Risk Taking And Success…
On Saturday 16th September, the fight we had all been waiting for finally arrived. Since last Septembers controversial decision which awarded Canelo Alvarez a draw(a fight I had Golovkin clearly winning) we had all been waiting for this moment. We had already been deprived of the rematch just months earlier after Canelo failed a drugs test, testing positive for the asthmatic drug clenbuterol, which only added further hype for the sequel.
So what does this have to do with risk taking? No it doesn’t mean risk taking illegal substances and you will be rewarded for it…
After the first fight, Canelo was flamed by several corners, most noticeably his opposite corner, Gennady Golovkin and Abel Sanchez, for running throughout the fight. The Mexican style they claimed, was to stand and fight, bring entertainment to the fans but Canelo Alvarez, the Mexican fighter did not fight, he ran the whole night, scared and concerned over Triple G’s knockout power. Abel Sanchez, the trainer for Golovkin claimed it wasn’t the Mexican Canelo Alvarez who fought ‘Mexican Style’, but his own fighter, the man from Kazakhstan Gennady Golovkin.
With this ensued a general tit for tat and name calling with the odd challenge thrown in for good measure. They dared Canelo to stand his ground in the return match. They dared Canelo not to run, to fight like a real Mexican. If he did, the end result would be a knockout victory for Golovkin….
Canelo, who had been ostracised for failing the drugs test, would have to pull something pretty special out of the hat if he was to win this one. Cheating in boxing will never be taken lightly – perhaps it was by the boards who gave Canelo a pathetic six month ban, signalling that Canelo really was the new golden boy of boxing and that they couldn’t go without the millions Canelo brings in. The fans were less sympathetic with many calling for at least a 2 year ban, some even calling for a life ban. You cheat in another sport, you might run faster or run longer, but if you cheat in boxing you could potentially kill or seriously damage your opponent.

**Requirement:**
Using the boxing article, explain in one to three sentences why, according to the writer, cheating in boxing is more serious than cheating in other sports.

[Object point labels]
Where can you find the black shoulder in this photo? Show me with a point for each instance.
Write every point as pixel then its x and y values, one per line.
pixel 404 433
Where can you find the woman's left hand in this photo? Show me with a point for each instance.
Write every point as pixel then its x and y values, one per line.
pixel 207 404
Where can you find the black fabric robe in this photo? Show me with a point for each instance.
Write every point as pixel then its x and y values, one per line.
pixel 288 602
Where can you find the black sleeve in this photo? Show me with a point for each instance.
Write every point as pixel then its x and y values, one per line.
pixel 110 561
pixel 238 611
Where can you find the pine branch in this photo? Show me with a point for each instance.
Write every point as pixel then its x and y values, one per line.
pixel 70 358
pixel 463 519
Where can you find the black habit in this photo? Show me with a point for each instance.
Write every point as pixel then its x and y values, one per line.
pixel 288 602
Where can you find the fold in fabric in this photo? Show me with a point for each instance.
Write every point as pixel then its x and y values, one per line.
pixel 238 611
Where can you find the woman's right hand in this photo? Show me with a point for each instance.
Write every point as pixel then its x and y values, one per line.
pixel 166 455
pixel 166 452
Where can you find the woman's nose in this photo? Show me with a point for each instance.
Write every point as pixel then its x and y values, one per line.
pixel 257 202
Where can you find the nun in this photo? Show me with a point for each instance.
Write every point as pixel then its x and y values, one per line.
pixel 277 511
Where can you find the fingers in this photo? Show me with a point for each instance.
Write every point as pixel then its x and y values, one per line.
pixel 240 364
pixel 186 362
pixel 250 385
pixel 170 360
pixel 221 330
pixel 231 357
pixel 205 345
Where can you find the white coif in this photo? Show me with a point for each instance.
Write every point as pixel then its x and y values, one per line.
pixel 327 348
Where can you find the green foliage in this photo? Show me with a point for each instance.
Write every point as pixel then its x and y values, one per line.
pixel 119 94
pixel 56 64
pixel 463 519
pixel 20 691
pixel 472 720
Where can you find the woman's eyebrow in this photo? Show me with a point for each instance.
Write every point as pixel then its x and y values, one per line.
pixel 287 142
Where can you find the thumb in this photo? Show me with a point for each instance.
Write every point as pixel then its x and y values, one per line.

**Final result:**
In another sport, a cheater might only run faster or longer. In boxing, a cheater could potentially kill or seriously damage the opponent, so the writer holds that such cheating will never be taken lightly.